======== Text passage ========

So historians, who have to work with what records are available to them,
can’t write much (or at least call it “history”) about what was never written
about in the past before their lifetimes.
So it’s best not to draw major decisive doctrinal conclusions apart from
what Scripture reveals to us.
Therefore, although God has directly answered the prayers of
Sunday-keepers, according to various stories I’m aware of, that doesn’t prove
decisively that they had the Holy Spirit and were saved.
The principle found in the parable
of the vineyard workers (Matt. 20:1-15) doesn't apply to fundamental Christian
laws and principles that are sins of commission to violate. Consider this sin list, one of many in the
New Testament: "But the cowardly,
unbelieving, abominable, murderers, sexually immoral, sorcerers, idolaters, and
all liars shall have their part in the lake which burns with fire and
brimstone, which is the second death" (Rev. 21:4). Sabbath-keeping (and Holy Day keeping, by
derivation) are in the same category as the other nine Commandments. They are fundamental laws Christians have a
duty to obey, or else their salvation is at risk if they are unrepentant about
their violations of these laws (compare I Cor. 6:9-11). Someone who routinely commits adultery and
denies that the Seventh Commandment is still in force is no more saved than
someone who denies the Fourth commandment and works on the Saturday Sabbath.
The vast majority presently aren't
saved, and haven't been saved throughout history, as per Rev. 12:9 and II Cor.
4:4. The great false church is a whole
lot larger than the small flock of God, as the Book of Revelation shows. What's so hard about saying all these nice
Sunday-keepers simply get their first chance at salvation in the next life,
after being resurrected? There just
needed to be a few people who knew the truth down through history somehow, in
order to maintain the continuity of the church's existence (as per Matt.

========

* [Task requirements]:
A) In the passage on Sabbath-keeping and salvation, which parable is tied to Matt. 20:1-15?
B) Translate this sentence from the passage on Sabbath-keeping and salvation into Spanish: "The great false church is a whole lot larger than the small flock of God, as the Book of Revelation shows."
C) Pick up the passage on Sabbath-keeping and salvation from the point where it stops, and write a few more sentences.

======== Material provided ========

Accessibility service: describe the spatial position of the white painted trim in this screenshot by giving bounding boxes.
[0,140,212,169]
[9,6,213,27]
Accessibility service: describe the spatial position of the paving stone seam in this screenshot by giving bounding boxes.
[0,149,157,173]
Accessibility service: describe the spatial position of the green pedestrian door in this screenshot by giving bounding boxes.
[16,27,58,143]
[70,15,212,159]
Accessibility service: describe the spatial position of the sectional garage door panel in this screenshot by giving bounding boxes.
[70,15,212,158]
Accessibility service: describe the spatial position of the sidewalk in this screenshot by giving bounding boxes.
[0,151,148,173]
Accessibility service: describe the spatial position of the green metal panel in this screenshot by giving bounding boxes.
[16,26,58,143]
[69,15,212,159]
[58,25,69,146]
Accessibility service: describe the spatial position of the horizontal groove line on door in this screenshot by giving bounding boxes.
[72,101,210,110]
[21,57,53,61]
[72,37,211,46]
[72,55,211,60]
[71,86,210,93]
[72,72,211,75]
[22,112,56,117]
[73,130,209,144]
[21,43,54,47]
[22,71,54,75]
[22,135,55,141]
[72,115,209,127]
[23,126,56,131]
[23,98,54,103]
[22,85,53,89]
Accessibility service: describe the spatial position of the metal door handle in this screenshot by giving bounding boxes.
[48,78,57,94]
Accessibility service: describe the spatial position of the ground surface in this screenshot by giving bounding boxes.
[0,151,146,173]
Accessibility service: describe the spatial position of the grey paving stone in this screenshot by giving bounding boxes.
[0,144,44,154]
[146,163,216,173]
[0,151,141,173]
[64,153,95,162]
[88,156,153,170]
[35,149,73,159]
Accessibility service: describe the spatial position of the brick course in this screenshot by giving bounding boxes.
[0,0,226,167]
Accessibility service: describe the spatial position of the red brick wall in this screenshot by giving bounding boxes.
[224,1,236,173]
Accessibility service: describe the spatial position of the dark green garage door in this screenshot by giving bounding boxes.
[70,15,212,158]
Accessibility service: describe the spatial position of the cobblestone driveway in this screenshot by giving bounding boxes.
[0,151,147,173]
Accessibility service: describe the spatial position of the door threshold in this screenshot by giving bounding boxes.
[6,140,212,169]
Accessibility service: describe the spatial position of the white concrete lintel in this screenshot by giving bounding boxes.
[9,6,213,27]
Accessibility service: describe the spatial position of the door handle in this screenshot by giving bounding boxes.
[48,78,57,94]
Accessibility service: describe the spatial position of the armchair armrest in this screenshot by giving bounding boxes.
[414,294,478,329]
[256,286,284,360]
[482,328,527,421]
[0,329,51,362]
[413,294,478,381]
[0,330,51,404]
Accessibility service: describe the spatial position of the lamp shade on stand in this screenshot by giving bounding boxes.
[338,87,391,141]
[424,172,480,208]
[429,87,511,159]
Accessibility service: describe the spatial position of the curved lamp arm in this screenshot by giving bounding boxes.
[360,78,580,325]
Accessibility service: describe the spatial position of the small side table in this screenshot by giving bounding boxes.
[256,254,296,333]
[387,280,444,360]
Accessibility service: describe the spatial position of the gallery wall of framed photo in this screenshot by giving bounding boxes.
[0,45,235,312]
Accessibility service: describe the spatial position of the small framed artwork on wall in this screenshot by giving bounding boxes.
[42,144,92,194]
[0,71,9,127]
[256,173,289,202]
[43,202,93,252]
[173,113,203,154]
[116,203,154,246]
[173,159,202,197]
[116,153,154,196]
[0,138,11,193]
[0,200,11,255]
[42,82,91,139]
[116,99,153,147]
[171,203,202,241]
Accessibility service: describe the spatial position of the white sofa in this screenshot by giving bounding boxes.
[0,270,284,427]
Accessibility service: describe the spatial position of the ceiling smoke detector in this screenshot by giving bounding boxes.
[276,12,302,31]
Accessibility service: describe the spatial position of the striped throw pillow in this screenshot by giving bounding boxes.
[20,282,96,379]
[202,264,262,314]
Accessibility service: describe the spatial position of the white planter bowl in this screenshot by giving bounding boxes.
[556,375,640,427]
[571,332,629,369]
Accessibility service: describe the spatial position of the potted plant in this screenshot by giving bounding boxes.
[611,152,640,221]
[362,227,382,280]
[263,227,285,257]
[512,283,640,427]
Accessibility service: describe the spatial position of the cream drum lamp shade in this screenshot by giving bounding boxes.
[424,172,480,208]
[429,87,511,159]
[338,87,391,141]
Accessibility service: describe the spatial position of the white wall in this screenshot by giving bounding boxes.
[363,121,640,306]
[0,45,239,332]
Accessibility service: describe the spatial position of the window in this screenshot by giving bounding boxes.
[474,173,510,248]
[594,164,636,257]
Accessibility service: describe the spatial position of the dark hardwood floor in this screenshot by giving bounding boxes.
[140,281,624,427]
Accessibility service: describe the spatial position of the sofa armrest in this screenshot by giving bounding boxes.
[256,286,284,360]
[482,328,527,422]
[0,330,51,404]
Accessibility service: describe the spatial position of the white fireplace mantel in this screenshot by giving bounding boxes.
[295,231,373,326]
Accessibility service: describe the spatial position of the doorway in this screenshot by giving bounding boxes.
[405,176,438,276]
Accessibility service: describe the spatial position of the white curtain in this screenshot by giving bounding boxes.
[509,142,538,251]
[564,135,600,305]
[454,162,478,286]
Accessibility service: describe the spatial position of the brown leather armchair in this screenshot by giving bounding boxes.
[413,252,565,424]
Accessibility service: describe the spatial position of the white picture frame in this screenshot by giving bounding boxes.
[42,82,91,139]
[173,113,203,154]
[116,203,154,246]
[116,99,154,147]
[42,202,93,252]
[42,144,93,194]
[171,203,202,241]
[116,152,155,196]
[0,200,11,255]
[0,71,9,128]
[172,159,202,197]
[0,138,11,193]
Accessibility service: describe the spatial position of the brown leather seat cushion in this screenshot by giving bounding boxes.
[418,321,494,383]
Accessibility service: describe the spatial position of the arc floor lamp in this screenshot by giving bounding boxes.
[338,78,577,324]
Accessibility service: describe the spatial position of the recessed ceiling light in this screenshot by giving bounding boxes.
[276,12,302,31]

========

* [Solved problems]:
A) The parable of the vineyard workers.

B) La gran iglesia falsa es muchísimo más grande que el pequeño rebaño de Dios, como muestra el libro del Apocalipsis.

C)
16:18). Long before there was a Strong's,
a 19th-century production, or even printed Bibles, some people figured out that
the seventh day was the correct Sabbath. In this context, consider the parents
of Seventh-day Adventist church historian Samuele Bacchiocchi. They strenuously searched to find a Bible
for sale in the city of Rome. After
eventually finding them sold at a Waldensian bookstore, they figured out that
the Saturday Sabbath should be kept after having read enough of it. Being ignorant of the SDA's at the time,
they thought that they were the only Christians in the whole world who kept the
seventh day, but they later found out about the SDA Church. I bet there was no equivalent of
"Strong's" in Italian at the time (c. 1930). The lack of availability of God's truth to
most of the world, such as to the unsaved pagans of India, China, Africa, or
the Muslims of the Middle East on to Indonesia, doesn't prove Sunday-keeping
Christians are saved while in willful or ignorant violation of one of the Ten
Commandments. (That one, like the rest,
He deemed so significant that He wrote it out with His own finger!)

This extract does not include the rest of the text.